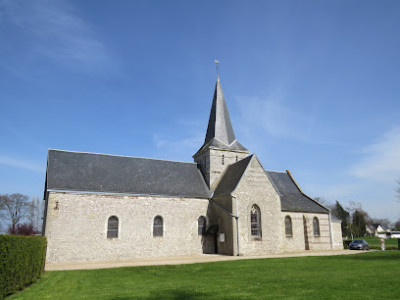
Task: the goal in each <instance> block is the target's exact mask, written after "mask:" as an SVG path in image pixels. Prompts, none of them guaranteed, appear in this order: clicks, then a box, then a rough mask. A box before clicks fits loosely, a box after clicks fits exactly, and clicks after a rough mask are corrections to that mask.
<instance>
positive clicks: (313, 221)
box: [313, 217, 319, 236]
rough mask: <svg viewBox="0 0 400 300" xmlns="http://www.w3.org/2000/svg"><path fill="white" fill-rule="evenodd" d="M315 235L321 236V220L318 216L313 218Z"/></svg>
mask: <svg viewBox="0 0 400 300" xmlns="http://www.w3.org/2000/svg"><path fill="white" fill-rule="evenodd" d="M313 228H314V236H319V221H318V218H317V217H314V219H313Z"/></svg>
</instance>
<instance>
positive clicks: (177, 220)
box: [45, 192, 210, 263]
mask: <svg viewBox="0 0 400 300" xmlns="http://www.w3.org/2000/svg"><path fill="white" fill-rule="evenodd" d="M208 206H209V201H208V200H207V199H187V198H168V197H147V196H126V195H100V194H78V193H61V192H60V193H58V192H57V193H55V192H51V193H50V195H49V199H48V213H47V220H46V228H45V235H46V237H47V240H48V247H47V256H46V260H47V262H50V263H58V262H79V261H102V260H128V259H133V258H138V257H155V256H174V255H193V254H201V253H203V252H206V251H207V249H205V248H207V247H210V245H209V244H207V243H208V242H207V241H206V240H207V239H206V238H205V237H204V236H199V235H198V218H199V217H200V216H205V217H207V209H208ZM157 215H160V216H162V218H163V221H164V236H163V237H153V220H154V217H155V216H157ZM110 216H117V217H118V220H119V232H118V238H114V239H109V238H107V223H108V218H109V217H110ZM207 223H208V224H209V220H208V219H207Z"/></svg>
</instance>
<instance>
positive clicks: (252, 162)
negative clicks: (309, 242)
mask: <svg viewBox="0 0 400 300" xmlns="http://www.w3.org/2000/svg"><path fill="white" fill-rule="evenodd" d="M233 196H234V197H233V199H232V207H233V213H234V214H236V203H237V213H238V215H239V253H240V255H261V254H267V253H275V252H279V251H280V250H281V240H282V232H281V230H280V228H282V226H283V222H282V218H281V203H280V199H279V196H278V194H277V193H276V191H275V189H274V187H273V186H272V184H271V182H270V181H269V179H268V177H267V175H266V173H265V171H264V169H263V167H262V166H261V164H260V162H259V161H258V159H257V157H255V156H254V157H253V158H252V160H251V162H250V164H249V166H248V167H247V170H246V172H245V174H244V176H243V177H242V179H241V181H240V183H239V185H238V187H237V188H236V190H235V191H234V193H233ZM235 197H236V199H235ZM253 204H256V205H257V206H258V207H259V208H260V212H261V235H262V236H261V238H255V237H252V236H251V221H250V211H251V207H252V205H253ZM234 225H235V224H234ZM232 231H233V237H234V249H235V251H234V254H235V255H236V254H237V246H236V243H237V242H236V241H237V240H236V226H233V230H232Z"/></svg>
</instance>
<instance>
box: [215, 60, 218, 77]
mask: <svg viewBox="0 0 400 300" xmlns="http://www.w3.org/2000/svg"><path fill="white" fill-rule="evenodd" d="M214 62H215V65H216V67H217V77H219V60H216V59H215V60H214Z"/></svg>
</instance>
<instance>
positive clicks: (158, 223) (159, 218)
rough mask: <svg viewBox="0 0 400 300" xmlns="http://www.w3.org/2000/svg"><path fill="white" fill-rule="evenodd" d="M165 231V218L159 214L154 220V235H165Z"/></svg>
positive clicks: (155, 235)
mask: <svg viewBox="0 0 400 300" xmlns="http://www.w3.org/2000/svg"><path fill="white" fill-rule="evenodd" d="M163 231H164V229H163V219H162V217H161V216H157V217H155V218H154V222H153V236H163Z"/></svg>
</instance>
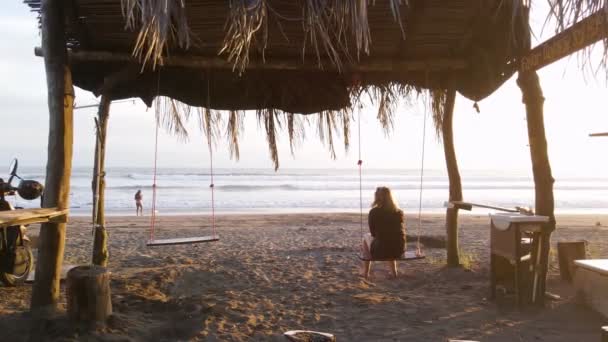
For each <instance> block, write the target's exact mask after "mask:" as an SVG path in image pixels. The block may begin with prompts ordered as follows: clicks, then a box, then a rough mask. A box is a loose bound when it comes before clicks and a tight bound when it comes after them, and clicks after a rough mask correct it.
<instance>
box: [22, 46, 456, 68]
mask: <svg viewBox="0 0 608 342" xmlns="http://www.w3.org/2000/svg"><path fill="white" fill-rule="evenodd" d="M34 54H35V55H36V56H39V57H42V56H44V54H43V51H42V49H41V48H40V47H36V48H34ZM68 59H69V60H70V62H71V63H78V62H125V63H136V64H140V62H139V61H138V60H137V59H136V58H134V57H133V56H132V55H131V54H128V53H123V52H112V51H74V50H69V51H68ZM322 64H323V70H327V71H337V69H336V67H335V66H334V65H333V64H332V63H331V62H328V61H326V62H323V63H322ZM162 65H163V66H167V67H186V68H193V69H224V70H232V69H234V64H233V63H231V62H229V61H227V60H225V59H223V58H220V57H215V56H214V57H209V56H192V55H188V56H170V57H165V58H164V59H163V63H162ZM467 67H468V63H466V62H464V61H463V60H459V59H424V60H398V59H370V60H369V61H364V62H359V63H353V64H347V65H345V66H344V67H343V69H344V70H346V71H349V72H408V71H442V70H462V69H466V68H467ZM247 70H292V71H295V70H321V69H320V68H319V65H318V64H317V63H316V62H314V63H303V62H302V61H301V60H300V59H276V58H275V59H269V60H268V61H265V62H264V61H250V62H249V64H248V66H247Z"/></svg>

---

Pull out every line of the records above that contains the word "positive", copying each one in full.

Reply:
positive clicks: (313, 221)
positive clicks: (177, 220)
positive clicks: (252, 162)
positive clicks: (158, 223) (159, 218)
positive clicks: (155, 235)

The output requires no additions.